- WHAT YOU WILL DO: In the entries that follow, identify the line containing "of the debris" and return it together with all later lines, exactly as they appear.

- Stored entries:
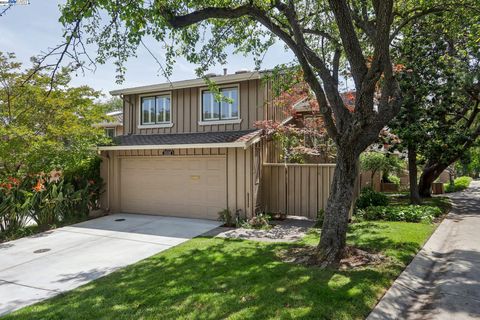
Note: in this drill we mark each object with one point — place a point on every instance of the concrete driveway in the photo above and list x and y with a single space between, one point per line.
443 280
36 268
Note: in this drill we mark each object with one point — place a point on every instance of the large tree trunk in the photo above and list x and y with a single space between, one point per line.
412 174
333 236
429 175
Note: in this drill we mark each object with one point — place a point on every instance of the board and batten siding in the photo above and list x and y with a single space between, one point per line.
185 110
297 189
240 174
255 99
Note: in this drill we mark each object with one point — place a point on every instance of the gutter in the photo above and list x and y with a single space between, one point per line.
177 146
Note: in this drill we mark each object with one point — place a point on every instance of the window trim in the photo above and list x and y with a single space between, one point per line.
203 122
140 125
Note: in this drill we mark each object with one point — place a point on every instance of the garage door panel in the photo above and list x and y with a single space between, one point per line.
184 186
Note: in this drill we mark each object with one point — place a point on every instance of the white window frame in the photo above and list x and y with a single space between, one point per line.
111 129
217 121
155 95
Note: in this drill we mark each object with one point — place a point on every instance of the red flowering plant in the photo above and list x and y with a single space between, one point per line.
302 135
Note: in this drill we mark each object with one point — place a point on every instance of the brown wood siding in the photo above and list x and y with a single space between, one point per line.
297 189
185 111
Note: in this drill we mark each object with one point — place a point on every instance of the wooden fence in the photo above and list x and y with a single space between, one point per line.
296 189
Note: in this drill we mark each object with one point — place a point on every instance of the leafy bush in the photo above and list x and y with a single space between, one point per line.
394 179
369 197
320 218
410 213
49 198
459 184
260 221
227 217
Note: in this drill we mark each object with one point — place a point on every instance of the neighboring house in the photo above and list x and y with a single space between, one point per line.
114 127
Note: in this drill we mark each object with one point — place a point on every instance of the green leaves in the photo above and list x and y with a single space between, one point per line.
41 131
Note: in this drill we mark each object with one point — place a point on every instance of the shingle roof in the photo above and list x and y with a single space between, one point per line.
185 138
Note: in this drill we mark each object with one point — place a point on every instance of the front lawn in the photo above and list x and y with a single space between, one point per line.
209 278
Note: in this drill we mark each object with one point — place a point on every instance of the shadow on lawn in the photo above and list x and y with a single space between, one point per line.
212 279
369 236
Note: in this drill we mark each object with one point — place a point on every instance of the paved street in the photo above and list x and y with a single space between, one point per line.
443 281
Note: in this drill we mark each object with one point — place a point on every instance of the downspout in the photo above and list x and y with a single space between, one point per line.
107 209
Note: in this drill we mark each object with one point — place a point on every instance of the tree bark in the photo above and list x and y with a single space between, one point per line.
412 174
333 236
429 175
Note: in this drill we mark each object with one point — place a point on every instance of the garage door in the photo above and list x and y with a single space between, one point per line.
192 187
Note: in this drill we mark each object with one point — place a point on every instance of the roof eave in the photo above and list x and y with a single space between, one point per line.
187 83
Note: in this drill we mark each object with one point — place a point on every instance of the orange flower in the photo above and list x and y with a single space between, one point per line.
39 186
14 181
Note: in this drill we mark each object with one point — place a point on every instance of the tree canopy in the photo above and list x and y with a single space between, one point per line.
42 127
440 116
328 38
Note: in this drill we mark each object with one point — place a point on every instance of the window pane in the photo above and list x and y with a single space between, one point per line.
210 107
160 109
148 110
230 109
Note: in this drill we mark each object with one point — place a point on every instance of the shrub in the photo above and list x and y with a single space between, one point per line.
394 179
369 197
410 213
459 184
226 216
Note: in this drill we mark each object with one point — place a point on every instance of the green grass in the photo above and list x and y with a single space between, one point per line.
208 278
443 203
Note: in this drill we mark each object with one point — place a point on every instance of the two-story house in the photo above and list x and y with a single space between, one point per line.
183 153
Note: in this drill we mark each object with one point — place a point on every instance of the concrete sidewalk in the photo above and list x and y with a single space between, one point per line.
39 267
443 280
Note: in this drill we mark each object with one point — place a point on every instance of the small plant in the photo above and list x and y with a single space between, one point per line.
226 216
260 221
394 179
411 213
369 197
459 184
320 218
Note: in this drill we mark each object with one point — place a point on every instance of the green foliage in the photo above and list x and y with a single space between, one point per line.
320 218
259 221
394 179
411 213
48 199
227 217
380 162
45 128
439 116
459 184
369 197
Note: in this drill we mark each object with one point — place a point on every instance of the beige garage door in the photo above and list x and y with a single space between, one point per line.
192 187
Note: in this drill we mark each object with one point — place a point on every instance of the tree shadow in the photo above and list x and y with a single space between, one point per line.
217 278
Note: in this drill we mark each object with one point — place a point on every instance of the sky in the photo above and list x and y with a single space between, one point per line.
27 30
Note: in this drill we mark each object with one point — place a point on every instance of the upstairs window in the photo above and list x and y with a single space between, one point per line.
156 110
225 109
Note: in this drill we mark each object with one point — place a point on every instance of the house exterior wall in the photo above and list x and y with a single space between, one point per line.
254 105
240 175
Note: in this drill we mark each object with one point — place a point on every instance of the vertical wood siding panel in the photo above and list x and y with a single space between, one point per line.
231 180
252 103
244 105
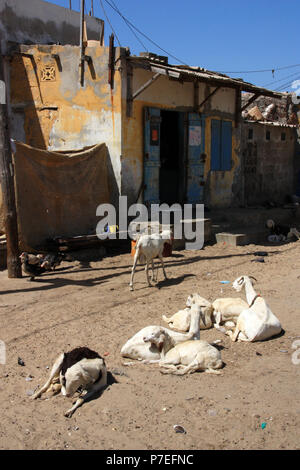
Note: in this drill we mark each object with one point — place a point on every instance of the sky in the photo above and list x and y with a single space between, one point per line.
235 37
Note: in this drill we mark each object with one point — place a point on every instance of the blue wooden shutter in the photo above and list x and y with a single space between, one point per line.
196 146
226 145
151 155
215 160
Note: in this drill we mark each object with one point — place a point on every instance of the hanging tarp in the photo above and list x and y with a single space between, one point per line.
57 193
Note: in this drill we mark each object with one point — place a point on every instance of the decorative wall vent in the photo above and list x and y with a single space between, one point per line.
48 74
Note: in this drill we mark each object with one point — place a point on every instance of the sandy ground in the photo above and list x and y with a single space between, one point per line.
92 306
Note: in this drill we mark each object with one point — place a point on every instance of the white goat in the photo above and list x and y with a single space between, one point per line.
79 368
227 310
137 348
224 310
181 319
257 322
149 247
186 357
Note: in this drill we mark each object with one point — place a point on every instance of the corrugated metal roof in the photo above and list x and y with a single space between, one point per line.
271 123
188 73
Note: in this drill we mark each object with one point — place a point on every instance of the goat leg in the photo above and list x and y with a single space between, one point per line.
163 266
53 375
94 389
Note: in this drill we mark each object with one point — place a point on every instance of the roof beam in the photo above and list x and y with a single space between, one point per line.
253 98
145 86
209 96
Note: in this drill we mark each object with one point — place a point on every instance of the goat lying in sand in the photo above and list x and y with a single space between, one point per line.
257 322
182 319
79 368
137 348
149 247
224 310
186 357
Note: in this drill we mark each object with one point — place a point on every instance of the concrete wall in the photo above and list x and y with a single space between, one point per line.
222 188
38 22
58 113
269 165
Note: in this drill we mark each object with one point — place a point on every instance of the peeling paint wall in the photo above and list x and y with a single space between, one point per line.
51 110
222 189
269 165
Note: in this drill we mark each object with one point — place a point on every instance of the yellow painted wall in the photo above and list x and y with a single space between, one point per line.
60 114
166 94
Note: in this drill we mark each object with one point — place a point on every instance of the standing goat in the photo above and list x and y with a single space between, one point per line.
257 322
149 247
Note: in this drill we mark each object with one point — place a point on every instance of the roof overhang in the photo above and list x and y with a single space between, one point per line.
185 73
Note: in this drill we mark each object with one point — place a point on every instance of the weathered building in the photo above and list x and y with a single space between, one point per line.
270 153
173 132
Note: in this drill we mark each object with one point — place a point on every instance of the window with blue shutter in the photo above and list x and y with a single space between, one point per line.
221 145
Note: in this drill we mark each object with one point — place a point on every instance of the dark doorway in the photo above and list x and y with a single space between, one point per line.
171 179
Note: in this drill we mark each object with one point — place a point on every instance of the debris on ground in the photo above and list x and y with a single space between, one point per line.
179 429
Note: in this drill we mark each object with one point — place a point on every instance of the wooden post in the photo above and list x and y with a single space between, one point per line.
8 187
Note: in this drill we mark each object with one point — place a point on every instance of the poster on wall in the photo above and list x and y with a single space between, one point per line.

- SOLUTION TO THE EXERCISE:
Note: in this drill we mark each object with one point — place a point on every instance of the debris on ground in the photo above and list x and y with a single space between, one point per line.
179 429
Note: in this drill we mark each object with one point — place a point on every instance of the wooden post in the photo above and list x and y with a single space between, one point per line.
8 187
Note: in this drill we mark each object with one point — place a point on every instance of the poster on wall in the photo above and list x and y with a single space between, one point per line.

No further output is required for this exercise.